*** Records to process Section Begins ***
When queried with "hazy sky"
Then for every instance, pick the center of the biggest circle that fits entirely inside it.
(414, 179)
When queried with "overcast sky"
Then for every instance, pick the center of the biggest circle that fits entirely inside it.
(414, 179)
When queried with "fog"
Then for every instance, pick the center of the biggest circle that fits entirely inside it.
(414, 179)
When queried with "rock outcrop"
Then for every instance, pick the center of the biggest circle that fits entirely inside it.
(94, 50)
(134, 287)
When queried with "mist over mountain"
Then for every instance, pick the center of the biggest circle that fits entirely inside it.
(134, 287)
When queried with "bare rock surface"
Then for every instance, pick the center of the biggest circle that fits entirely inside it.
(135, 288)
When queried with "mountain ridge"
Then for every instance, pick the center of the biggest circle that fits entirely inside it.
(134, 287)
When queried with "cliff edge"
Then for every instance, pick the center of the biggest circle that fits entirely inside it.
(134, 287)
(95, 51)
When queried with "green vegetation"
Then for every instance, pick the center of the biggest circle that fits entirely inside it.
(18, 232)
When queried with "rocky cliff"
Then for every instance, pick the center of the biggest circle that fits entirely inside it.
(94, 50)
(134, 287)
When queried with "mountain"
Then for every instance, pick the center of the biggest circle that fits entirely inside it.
*** Records to process Section Ends ***
• _What you should do_
Return the whole listing as it stands. Nothing may be altered.

• _Your solution_
When queried with "hazy sky"
Then for every instance, pick the center of the biggest circle that fits entirely inside it.
(414, 179)
When queried with "overcast sky"
Then for every instance, pick the center of the biggest circle that fits entirely inside it.
(414, 179)
When queried with "fog"
Then for every instance, pick the center of the biggest circle that fits entirely inside it.
(414, 179)
When queried with "rock outcrop"
Then for every instance, pick the center of the biggest circle that fits entirely inside it.
(94, 50)
(134, 287)
When queried with "mist over mountain"
Then for every instance, pick the center of the biggest circle that fits entirely inside it.
(134, 287)
When queried with "bare rock surface"
Then for every instance, pick the center of the biggest circle that fits entirely inside it.
(135, 288)
When queried with "mountain ridge"
Then for every instance, pick the center of the biggest circle that fits entirely inside it.
(134, 287)
When queried with "cliff edge"
Then for every instance, pick the center of the biggest circle that fits entirely inside it.
(134, 287)
(95, 51)
When queried with "green vegetation"
Then for every instance, pick the center of the biggest circle that fits entirely inside it.
(18, 232)
When queried with "rocky cliff"
Then for every instance, pick the center of the biggest circle that fits entirely inside it.
(94, 50)
(134, 287)
When queried with "mountain"
Then for every instance, pick the center of the biggest circle that fits entirely inside it.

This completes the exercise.